**The task**: Begin at the line that contains "Where can you see the gravel ground" and repeat every line from there to the end of the records below, inclusive, without adding any other line.

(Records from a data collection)
────────────────────────────────────────
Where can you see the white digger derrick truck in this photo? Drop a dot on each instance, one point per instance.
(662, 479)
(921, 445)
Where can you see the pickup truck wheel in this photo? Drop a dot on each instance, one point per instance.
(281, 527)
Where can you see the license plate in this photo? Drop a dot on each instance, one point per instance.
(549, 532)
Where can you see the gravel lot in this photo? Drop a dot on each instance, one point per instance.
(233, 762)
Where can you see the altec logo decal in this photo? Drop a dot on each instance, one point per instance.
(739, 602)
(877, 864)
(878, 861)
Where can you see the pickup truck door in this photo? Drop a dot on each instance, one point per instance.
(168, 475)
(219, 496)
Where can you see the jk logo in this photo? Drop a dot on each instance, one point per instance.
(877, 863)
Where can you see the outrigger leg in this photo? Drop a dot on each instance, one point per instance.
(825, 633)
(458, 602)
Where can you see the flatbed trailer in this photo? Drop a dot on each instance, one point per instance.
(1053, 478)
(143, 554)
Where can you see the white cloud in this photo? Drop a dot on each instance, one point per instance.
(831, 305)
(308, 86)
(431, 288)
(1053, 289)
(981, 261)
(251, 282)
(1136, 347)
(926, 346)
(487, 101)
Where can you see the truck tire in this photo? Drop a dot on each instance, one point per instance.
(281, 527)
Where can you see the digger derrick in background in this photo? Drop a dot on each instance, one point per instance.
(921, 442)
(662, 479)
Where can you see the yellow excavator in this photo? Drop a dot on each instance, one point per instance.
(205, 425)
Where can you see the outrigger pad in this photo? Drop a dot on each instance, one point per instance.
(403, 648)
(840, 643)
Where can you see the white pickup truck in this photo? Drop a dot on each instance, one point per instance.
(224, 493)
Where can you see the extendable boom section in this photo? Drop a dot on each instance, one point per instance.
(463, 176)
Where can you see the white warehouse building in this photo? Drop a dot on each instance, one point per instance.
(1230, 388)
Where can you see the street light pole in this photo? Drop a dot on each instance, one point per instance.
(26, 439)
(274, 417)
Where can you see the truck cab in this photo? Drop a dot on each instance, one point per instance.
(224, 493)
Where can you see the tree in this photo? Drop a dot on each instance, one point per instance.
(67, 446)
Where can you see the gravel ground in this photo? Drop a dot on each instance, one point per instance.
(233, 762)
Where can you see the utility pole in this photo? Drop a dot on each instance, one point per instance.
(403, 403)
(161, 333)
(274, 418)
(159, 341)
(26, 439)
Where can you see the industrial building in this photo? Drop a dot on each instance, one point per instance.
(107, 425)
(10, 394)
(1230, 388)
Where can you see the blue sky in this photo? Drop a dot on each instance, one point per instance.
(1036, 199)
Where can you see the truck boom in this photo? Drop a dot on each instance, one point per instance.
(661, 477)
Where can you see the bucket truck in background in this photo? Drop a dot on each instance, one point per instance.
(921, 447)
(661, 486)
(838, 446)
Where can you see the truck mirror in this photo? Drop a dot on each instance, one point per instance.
────────────────────────────────────────
**Response to the task**:
Where can you see the gravel ground in this photo? Drop a dot on each instance, one point per instance.
(233, 762)
Where can you see the utility pole in this photo? Drop a dot on each instance, one point per instance.
(403, 403)
(161, 333)
(274, 418)
(159, 341)
(26, 439)
Where can you see the industrial building in this photo? Drop a dot on each instance, one point per instance.
(107, 425)
(10, 394)
(1230, 388)
Where can you see the blue sky in this photo? Drop a dot on each instance, one point per instance.
(1036, 199)
Where can you see the truck boom in this photo? Drop a dot on each instance, one point per instance.
(661, 477)
Where can you see the bucket truck in background in this photo? Drop a dot on each instance, one point per instance.
(921, 447)
(661, 486)
(838, 446)
Where can you see the truck mirror in this photo? Drop a dot on each instance, one point per instance.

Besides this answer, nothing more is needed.